#### [Given problem]
Edit the items below so that every "drop a point" becomes "place a marker", and change nothing else.

#### [Records to use]
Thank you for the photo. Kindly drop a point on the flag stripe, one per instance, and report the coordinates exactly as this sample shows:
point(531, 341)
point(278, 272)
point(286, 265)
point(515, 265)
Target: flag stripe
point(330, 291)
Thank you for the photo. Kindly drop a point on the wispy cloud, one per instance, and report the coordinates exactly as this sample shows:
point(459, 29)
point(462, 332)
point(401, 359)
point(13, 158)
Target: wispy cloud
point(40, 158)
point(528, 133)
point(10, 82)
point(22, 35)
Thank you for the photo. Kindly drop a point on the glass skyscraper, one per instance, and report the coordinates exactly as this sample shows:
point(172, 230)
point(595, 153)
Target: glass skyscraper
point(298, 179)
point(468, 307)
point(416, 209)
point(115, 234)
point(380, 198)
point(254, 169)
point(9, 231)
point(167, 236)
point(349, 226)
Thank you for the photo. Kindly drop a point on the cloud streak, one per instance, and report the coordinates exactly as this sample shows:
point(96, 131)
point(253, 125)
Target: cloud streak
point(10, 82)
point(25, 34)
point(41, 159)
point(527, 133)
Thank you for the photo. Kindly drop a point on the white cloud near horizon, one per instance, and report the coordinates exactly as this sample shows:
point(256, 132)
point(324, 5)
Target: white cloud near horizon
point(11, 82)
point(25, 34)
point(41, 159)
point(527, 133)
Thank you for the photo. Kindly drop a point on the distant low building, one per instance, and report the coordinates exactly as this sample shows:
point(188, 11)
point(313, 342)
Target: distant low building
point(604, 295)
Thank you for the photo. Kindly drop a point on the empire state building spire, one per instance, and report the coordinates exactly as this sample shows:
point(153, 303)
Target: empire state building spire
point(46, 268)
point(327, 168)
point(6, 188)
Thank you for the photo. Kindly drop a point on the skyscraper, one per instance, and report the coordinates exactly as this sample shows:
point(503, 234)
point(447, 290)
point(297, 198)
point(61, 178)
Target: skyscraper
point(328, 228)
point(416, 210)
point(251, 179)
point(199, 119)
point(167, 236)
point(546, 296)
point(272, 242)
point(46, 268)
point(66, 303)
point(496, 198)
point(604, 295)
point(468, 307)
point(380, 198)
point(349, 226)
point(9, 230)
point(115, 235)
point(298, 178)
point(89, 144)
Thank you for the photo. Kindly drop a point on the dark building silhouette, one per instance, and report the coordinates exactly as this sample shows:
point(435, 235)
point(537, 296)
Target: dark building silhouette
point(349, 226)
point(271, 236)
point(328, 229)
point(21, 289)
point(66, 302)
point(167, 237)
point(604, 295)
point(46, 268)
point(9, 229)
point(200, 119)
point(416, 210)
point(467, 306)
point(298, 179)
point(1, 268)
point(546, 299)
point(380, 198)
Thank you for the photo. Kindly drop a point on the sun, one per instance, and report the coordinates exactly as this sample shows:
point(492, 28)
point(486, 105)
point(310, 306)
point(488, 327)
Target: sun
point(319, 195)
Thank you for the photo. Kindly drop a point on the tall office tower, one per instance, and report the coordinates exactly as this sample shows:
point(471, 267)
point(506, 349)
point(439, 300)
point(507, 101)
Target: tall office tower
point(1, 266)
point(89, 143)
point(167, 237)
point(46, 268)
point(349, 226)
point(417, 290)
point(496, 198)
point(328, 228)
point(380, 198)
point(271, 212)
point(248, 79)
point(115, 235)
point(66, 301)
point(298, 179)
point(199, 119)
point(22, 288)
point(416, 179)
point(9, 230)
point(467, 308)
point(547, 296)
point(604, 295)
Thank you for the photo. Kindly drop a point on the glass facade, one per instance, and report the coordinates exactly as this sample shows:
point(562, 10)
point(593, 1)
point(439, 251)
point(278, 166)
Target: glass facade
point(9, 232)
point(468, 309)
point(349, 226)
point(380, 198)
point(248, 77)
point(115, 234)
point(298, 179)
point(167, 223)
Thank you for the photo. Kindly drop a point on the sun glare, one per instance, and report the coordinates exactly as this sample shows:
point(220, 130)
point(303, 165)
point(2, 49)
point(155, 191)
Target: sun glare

#### [Written response]
Thank you for the photo. Kindly place a marker on the flag stripe, one per instance, and report the coordinates exactly as this sample shows:
point(531, 341)
point(278, 272)
point(286, 265)
point(515, 265)
Target: flag stripe
point(330, 291)
Thank you for the photo. Kindly place a marker on the wispy cloud, one per instance, and report the coordinates exactly as this sample shows:
point(459, 29)
point(462, 332)
point(401, 359)
point(13, 158)
Target: wispy cloud
point(40, 158)
point(528, 133)
point(10, 82)
point(22, 35)
Thank you for the photo. Kindly place a marker on the glass skyscraper, one per instance, and report the coordinates exactly as this sample shows:
point(172, 230)
point(595, 153)
Target: glass skyscraper
point(298, 179)
point(468, 307)
point(416, 209)
point(115, 234)
point(380, 198)
point(254, 169)
point(9, 231)
point(167, 236)
point(349, 226)
Thank you for the photo. Kindly place a marker on the cloud streak, one per instance, and report the coordinates exactly as this sample shows:
point(96, 131)
point(253, 125)
Target: cloud streak
point(10, 82)
point(25, 34)
point(41, 159)
point(527, 133)
Thank you for the photo. Kindly place a marker on the white cloud near horizon, one per instance, and report the coordinates exactly as this sample shows:
point(256, 132)
point(324, 5)
Target: white cloud near horizon
point(11, 82)
point(25, 34)
point(41, 159)
point(527, 133)
Thank you for the photo. Kindly place a marker on the distant low building, one per instance, and report the coordinates exactly as this sample shows:
point(188, 11)
point(313, 342)
Target: distant low building
point(604, 295)
Thank you for the photo. Kindly place a marker on the empire state building spire, one per instance, and report the coordinates exactly as this sample shows:
point(153, 303)
Target: empire state building spire
point(46, 268)
point(327, 168)
point(6, 188)
Thank you for the photo. Kindly place a marker on the skyscraper, one per instance, and report the coordinates exactly as this sample shows:
point(503, 234)
point(447, 290)
point(297, 198)
point(61, 178)
Target: skyscraper
point(328, 228)
point(416, 210)
point(251, 179)
point(199, 119)
point(167, 236)
point(546, 296)
point(272, 242)
point(46, 268)
point(66, 303)
point(496, 198)
point(604, 295)
point(468, 307)
point(380, 198)
point(349, 226)
point(9, 230)
point(115, 235)
point(298, 178)
point(89, 144)
Thank you for the photo. Kindly place a marker on the dark building silhouette, one per instance, and report the coordinates exactly as this sample shows:
point(435, 235)
point(537, 296)
Target: dark building silhouette
point(349, 226)
point(271, 236)
point(328, 229)
point(21, 289)
point(66, 302)
point(167, 237)
point(604, 295)
point(46, 268)
point(9, 229)
point(200, 119)
point(416, 210)
point(467, 306)
point(298, 179)
point(1, 268)
point(546, 299)
point(380, 198)
Thank you for the photo. Kindly place a marker on the sun, one per instance, and report the coordinates exactly as this sample shows:
point(492, 28)
point(486, 105)
point(310, 306)
point(488, 327)
Target: sun
point(319, 195)
Thank you for the photo. Kindly place a marker on the tall office tower, one per instance, and report the coordinates exactly as this sample shows:
point(471, 267)
point(506, 349)
point(439, 300)
point(507, 101)
Target: tall office tower
point(1, 266)
point(89, 143)
point(167, 237)
point(46, 268)
point(349, 226)
point(417, 290)
point(496, 198)
point(328, 228)
point(380, 198)
point(271, 212)
point(248, 79)
point(115, 235)
point(66, 301)
point(298, 179)
point(199, 119)
point(22, 288)
point(416, 179)
point(9, 230)
point(467, 308)
point(547, 296)
point(604, 295)
Thank you for the photo. Kindly place a marker on the glass facade, one per instance, and report the coordinates exactly as this sample shows:
point(562, 10)
point(593, 1)
point(439, 251)
point(278, 166)
Target: glass facade
point(9, 232)
point(468, 309)
point(349, 226)
point(380, 198)
point(248, 77)
point(115, 234)
point(298, 179)
point(167, 223)
Thank you for the photo. Kindly place a marker on the sun glare, one per instance, and report the coordinates exactly as this sample shows:
point(220, 130)
point(303, 165)
point(2, 49)
point(155, 191)
Target: sun glare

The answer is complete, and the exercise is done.